*** DATA PROVIDED Section Begins ***
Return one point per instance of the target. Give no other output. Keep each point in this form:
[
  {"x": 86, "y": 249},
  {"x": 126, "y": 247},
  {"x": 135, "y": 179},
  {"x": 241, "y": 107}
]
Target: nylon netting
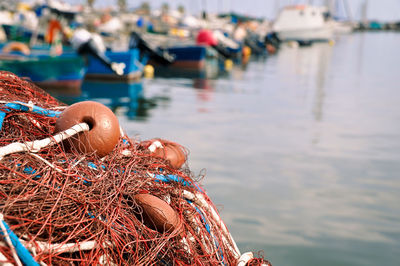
[{"x": 70, "y": 208}]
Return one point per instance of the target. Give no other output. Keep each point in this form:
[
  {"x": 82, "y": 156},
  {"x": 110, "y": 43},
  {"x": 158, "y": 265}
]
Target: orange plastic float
[
  {"x": 104, "y": 131},
  {"x": 170, "y": 151},
  {"x": 157, "y": 214},
  {"x": 17, "y": 47}
]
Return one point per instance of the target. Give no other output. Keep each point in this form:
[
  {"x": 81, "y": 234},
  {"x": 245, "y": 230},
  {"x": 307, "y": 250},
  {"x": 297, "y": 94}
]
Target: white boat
[{"x": 302, "y": 23}]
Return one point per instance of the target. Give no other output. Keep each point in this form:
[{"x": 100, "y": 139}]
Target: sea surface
[{"x": 300, "y": 150}]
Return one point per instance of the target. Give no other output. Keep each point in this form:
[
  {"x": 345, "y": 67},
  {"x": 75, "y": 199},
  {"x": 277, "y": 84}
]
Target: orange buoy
[
  {"x": 156, "y": 214},
  {"x": 16, "y": 46},
  {"x": 170, "y": 151},
  {"x": 206, "y": 37},
  {"x": 271, "y": 49},
  {"x": 104, "y": 130}
]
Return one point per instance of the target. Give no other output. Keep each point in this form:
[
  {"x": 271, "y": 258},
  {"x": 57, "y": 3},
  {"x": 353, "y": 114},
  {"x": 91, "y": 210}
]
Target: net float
[
  {"x": 104, "y": 131},
  {"x": 157, "y": 214},
  {"x": 170, "y": 151}
]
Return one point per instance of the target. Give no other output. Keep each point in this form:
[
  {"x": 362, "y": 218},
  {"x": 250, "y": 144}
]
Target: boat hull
[
  {"x": 306, "y": 35},
  {"x": 190, "y": 62},
  {"x": 48, "y": 72},
  {"x": 133, "y": 67}
]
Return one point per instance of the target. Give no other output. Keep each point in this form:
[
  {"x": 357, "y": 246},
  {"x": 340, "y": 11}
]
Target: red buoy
[
  {"x": 205, "y": 37},
  {"x": 170, "y": 151},
  {"x": 104, "y": 130},
  {"x": 156, "y": 214}
]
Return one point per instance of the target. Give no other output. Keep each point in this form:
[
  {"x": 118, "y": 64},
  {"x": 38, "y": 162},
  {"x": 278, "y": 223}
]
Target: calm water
[{"x": 301, "y": 150}]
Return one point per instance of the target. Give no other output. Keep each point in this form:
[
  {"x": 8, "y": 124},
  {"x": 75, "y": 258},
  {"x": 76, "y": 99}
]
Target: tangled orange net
[{"x": 63, "y": 207}]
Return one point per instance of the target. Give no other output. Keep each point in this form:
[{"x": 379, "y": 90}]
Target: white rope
[
  {"x": 8, "y": 240},
  {"x": 156, "y": 144},
  {"x": 35, "y": 146},
  {"x": 246, "y": 257},
  {"x": 4, "y": 260}
]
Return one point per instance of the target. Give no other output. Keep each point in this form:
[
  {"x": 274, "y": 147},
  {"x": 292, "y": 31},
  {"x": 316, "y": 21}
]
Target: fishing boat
[
  {"x": 174, "y": 59},
  {"x": 47, "y": 71},
  {"x": 97, "y": 70},
  {"x": 192, "y": 61},
  {"x": 302, "y": 23}
]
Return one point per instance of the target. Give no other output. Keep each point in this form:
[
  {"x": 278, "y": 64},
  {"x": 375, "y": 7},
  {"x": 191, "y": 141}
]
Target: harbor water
[{"x": 299, "y": 151}]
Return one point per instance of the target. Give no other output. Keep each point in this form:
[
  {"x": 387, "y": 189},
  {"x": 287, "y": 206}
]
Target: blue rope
[
  {"x": 22, "y": 252},
  {"x": 176, "y": 178}
]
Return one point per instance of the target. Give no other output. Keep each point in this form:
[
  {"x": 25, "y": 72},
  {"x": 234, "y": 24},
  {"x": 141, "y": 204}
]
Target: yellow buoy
[
  {"x": 246, "y": 51},
  {"x": 148, "y": 71},
  {"x": 228, "y": 64}
]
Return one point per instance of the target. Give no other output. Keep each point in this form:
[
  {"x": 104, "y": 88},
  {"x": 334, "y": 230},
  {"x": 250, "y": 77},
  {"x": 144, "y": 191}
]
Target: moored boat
[
  {"x": 49, "y": 72},
  {"x": 302, "y": 23}
]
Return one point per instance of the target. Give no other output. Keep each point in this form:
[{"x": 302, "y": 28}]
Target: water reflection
[{"x": 301, "y": 151}]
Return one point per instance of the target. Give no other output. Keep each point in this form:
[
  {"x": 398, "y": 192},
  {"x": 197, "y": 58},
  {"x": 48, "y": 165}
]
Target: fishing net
[{"x": 64, "y": 207}]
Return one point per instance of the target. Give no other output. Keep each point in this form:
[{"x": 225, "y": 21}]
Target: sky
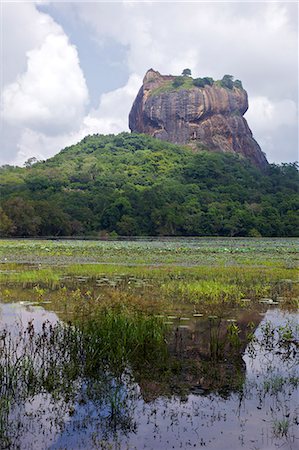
*** DATA PROVIDED Section Ends ***
• **TASK REQUIREMENTS**
Set down all records verbatim, omitting images.

• **SOLVED EXERCISE**
Return one point per instance of the target. Give no other output. Keep each point in this form:
[
  {"x": 86, "y": 249},
  {"x": 126, "y": 247},
  {"x": 135, "y": 179},
  {"x": 241, "y": 107}
]
Target: nylon netting
[{"x": 70, "y": 208}]
Return one point per instance of the target. Give no other output. Keep each point in this form:
[
  {"x": 82, "y": 156},
  {"x": 110, "y": 43},
  {"x": 158, "y": 265}
]
Target: orange plastic float
[
  {"x": 104, "y": 131},
  {"x": 170, "y": 151},
  {"x": 157, "y": 214},
  {"x": 17, "y": 47}
]
Return one point per instance of the target. Give no other output. Keep each point in this form:
[
  {"x": 81, "y": 234},
  {"x": 245, "y": 230},
  {"x": 307, "y": 250},
  {"x": 297, "y": 94}
]
Target: white boat
[{"x": 302, "y": 23}]
Return one point per instance of the target. Give no other output. Keep each point in this form:
[{"x": 100, "y": 139}]
Target: sea surface
[{"x": 300, "y": 150}]
Return one point per instance of the target. Give no other output. Keep each point in this form:
[
  {"x": 345, "y": 67},
  {"x": 75, "y": 199},
  {"x": 277, "y": 84}
]
Target: orange buoy
[
  {"x": 156, "y": 214},
  {"x": 16, "y": 46},
  {"x": 170, "y": 151},
  {"x": 206, "y": 37},
  {"x": 271, "y": 49},
  {"x": 104, "y": 130}
]
Return one point per instance of the target. Give no other output. Keep each point in this form:
[
  {"x": 271, "y": 258},
  {"x": 57, "y": 3},
  {"x": 353, "y": 114},
  {"x": 91, "y": 210}
]
Target: net float
[
  {"x": 104, "y": 131},
  {"x": 157, "y": 214},
  {"x": 170, "y": 151}
]
Return one point per instance of the target. Give no other output. Keep each point in this form:
[
  {"x": 362, "y": 218},
  {"x": 250, "y": 144}
]
Target: boat hull
[
  {"x": 306, "y": 35},
  {"x": 190, "y": 62},
  {"x": 48, "y": 72},
  {"x": 133, "y": 67}
]
Return one point per instance of the target. Give no other output. Keep each point in this form:
[
  {"x": 357, "y": 246},
  {"x": 340, "y": 11}
]
Target: red buoy
[
  {"x": 205, "y": 37},
  {"x": 170, "y": 151},
  {"x": 104, "y": 130},
  {"x": 156, "y": 214}
]
Return one point per instance of the target. Give no other output. Keep each point in this form:
[
  {"x": 118, "y": 64},
  {"x": 38, "y": 162},
  {"x": 278, "y": 223}
]
Target: calm water
[{"x": 301, "y": 150}]
Return one point per instance of the target. Give no other output. Keep each point in this form:
[
  {"x": 8, "y": 124},
  {"x": 75, "y": 258},
  {"x": 76, "y": 99}
]
Target: tangled orange net
[{"x": 63, "y": 207}]
Return one point per instance of the target. Give no other output. Keep each point in this form:
[{"x": 379, "y": 90}]
Target: white rope
[
  {"x": 8, "y": 240},
  {"x": 156, "y": 144},
  {"x": 35, "y": 146},
  {"x": 246, "y": 257},
  {"x": 4, "y": 260}
]
Return one point per instance of the target. Give no other output. Keep each point in this form:
[
  {"x": 274, "y": 147},
  {"x": 292, "y": 31},
  {"x": 316, "y": 21}
]
Target: fishing boat
[
  {"x": 174, "y": 59},
  {"x": 47, "y": 71},
  {"x": 97, "y": 70},
  {"x": 192, "y": 61},
  {"x": 302, "y": 23}
]
Return one point per instance of the target. Give no other output. Keep each point in this form:
[
  {"x": 278, "y": 64},
  {"x": 375, "y": 7},
  {"x": 191, "y": 141}
]
Target: harbor water
[{"x": 299, "y": 151}]
Return one point per instance of the target. Give no other output. Keep each point in this form:
[
  {"x": 387, "y": 189},
  {"x": 287, "y": 206}
]
Target: blue rope
[
  {"x": 22, "y": 252},
  {"x": 176, "y": 178}
]
Return one point per instance of the target. Give no other output. Keep each point in this form:
[
  {"x": 25, "y": 72},
  {"x": 234, "y": 24},
  {"x": 141, "y": 204}
]
Target: yellow buoy
[
  {"x": 246, "y": 51},
  {"x": 148, "y": 71},
  {"x": 228, "y": 64}
]
Return one point per instance of the target. Give no other output. Keep each point in this form:
[
  {"x": 104, "y": 88},
  {"x": 334, "y": 230},
  {"x": 250, "y": 77},
  {"x": 144, "y": 191}
]
Target: moored boat
[
  {"x": 49, "y": 72},
  {"x": 302, "y": 23}
]
Return one point per instance of the target. Give no other output. Keep each point in this form:
[{"x": 302, "y": 28}]
Target: water reflection
[{"x": 301, "y": 151}]
Return one point per instance of the target. Give no other output. Keep each point in this form:
[
  {"x": 398, "y": 192},
  {"x": 197, "y": 58},
  {"x": 48, "y": 165}
]
Target: fishing net
[{"x": 64, "y": 207}]
Return one point per instance of the target. Give no other output. Keep each point in this form:
[{"x": 225, "y": 21}]
Target: sky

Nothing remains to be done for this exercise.